━━━━━ Source information ━━━━━

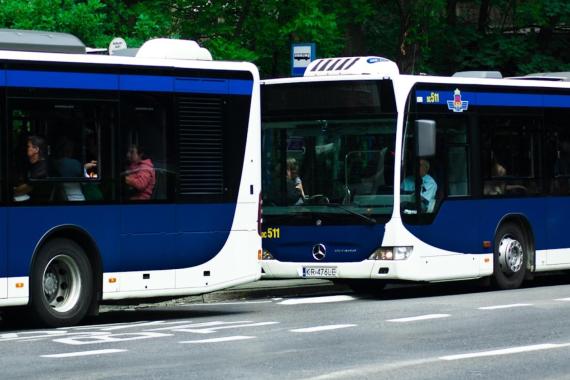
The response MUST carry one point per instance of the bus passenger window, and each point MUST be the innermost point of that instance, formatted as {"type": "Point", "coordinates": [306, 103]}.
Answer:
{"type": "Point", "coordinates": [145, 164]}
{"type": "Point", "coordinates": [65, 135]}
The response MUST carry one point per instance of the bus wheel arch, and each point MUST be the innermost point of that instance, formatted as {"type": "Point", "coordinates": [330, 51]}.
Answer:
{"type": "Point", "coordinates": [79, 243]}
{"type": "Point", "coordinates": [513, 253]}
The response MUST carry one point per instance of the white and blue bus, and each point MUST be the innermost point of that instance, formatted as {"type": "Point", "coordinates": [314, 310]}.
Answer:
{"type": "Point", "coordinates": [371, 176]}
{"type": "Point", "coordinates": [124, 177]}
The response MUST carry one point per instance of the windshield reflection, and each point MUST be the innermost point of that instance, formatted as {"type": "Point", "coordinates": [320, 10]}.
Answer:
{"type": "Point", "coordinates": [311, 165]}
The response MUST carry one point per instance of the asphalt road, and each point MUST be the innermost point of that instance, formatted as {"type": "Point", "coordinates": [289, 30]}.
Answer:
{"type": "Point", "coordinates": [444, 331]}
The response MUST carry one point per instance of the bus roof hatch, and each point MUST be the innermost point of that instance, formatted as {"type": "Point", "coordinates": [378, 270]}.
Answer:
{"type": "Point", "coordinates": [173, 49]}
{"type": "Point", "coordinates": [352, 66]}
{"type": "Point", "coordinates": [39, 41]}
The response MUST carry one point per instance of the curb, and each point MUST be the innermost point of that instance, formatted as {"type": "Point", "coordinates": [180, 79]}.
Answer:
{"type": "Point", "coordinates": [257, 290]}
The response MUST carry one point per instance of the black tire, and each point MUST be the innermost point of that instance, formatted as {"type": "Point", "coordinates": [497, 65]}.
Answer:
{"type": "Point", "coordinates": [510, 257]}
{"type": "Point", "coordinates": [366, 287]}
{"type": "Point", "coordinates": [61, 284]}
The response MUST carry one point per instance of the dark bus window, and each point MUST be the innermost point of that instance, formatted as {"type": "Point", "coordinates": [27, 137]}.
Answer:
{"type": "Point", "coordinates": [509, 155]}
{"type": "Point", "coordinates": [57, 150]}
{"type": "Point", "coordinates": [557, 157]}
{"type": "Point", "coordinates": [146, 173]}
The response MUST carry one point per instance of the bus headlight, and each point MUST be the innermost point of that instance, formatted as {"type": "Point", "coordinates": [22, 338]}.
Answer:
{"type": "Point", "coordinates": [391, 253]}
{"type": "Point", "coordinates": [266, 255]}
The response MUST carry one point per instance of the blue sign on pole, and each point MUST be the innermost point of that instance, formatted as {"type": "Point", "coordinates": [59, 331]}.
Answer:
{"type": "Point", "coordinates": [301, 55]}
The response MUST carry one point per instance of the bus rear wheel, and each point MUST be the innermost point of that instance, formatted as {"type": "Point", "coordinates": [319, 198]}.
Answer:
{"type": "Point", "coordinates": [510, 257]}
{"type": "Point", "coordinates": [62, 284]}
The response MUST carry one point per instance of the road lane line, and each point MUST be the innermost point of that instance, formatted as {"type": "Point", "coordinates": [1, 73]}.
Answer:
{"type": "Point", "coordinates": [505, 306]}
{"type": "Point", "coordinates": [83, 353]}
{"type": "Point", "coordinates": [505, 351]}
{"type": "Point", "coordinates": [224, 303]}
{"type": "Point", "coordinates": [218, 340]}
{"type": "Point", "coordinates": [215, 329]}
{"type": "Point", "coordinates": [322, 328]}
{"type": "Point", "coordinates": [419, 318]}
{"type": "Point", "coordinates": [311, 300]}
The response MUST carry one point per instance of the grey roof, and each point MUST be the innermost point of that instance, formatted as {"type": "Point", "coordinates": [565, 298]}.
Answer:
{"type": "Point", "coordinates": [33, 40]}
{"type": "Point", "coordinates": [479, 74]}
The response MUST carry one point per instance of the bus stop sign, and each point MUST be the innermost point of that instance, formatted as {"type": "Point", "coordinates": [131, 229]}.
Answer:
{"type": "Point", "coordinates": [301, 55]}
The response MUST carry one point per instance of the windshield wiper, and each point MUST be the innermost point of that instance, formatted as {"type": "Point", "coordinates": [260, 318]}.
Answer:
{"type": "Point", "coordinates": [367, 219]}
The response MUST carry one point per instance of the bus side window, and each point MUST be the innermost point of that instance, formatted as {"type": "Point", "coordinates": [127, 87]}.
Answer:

━━━━━

■ **What is needed**
Above are some lines. Repeat exactly, and only, those from the line that has "The response MUST carry one point per instance of the dark" through the line that has "The response MUST carry one point per instance of the road".

■ **Task output**
The response MUST carry one point per instance of the dark bus window, and each point MUST be the innermost point of that instance, formatted as {"type": "Point", "coordinates": [27, 137]}.
Answer:
{"type": "Point", "coordinates": [509, 155]}
{"type": "Point", "coordinates": [57, 150]}
{"type": "Point", "coordinates": [557, 157]}
{"type": "Point", "coordinates": [146, 173]}
The response MUST carry one point per instance of the bus headlight, and each point MUST be the innermost point of that instance, formatted as {"type": "Point", "coordinates": [22, 338]}.
Answer:
{"type": "Point", "coordinates": [391, 253]}
{"type": "Point", "coordinates": [266, 255]}
The response MUST carry one point per instance of the blue sign on pole, and each point MUST be the innermost point of that instance, formatted as {"type": "Point", "coordinates": [59, 331]}.
Answer:
{"type": "Point", "coordinates": [301, 55]}
The response MUST carry one point per instance of the bus rear wheel, and each point MUST be the innermost point of that instance, formatted as {"type": "Point", "coordinates": [319, 198]}.
Answer:
{"type": "Point", "coordinates": [510, 257]}
{"type": "Point", "coordinates": [62, 284]}
The response MUST carry one point per instance of the road lane line, and each point MUST be the innermost point of that instance, formatted as {"type": "Point", "coordinates": [1, 73]}.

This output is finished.